*Document excerpt:*
[start]

A Lecture by Graham Harman 

 

 

 

It is with great pleasure that I lecture on the new Korean translation of Prince of Networks by Kim Hyo Jin. Thank you for inviting me to speak to the audience in Seoul today. 

 

Prince of Networks was first published in English in 2009, which means exactly ten years ago. It quickly became my most widely read book, although the Korean translation is only the second in a foreign language, after the 2016 translation into Polish by Marcin Rychter. Most of the credit for the popularity of this book must go to Bruno Latour. He is one of the world’s most prominent figures in the social sciences, and any book about Latour is sure to gain many readers. Nonetheless, my book was the first to treat Latour as a philosopher, not just as a social scientist. More than that, I argue in the book that Latour is our most important living philosopher. Let’s begin by summarizing his most important ideas. At the end of the lecture, I will also mention some things that Latour gets wrong, and explain how I think these points can be fixed to make his model even more powerful.

[end]

*Collected data:*
[start]

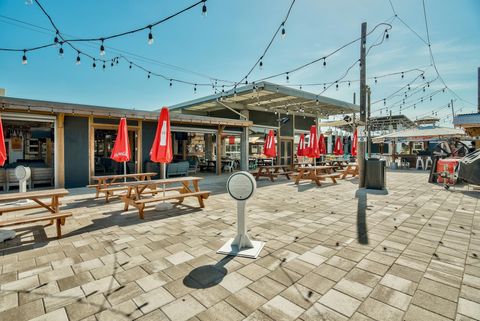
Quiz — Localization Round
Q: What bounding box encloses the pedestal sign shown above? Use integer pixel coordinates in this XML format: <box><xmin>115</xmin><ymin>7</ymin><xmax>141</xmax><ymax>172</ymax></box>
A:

[end]

*Exercise tasks:*
- 1) In the lecture excerpt, why does the speaker give most of the credit for the book's popularity to Bruno Latour? Answer in one to three sentences.
- 2) Answer these questions on the lecture excerpt:
(a) Who made the new Korean translation of Prince of Networks?
(b) In what year was the book first published in English?
(c) Into which language was the book first translated, and in what year?
- 3) Please write out the part of the lecture excerpt that opens with the words containing "It is with great" and closes with "in Seoul today.".

*Task-by-task outputs:*
- 1) Latour is one of the world's most prominent figures in the social sciences. Any book about him is sure to gain many readers.

- 2)
(a) Kim Hyo Jin
(b) 2009
(c) Polish, in 2016

- 3)
It is with great pleasure that I lecture on the new Korean translation of Prince of Networks by Kim Hyo Jin. Thank you for inviting me to speak to the audience in Seoul today.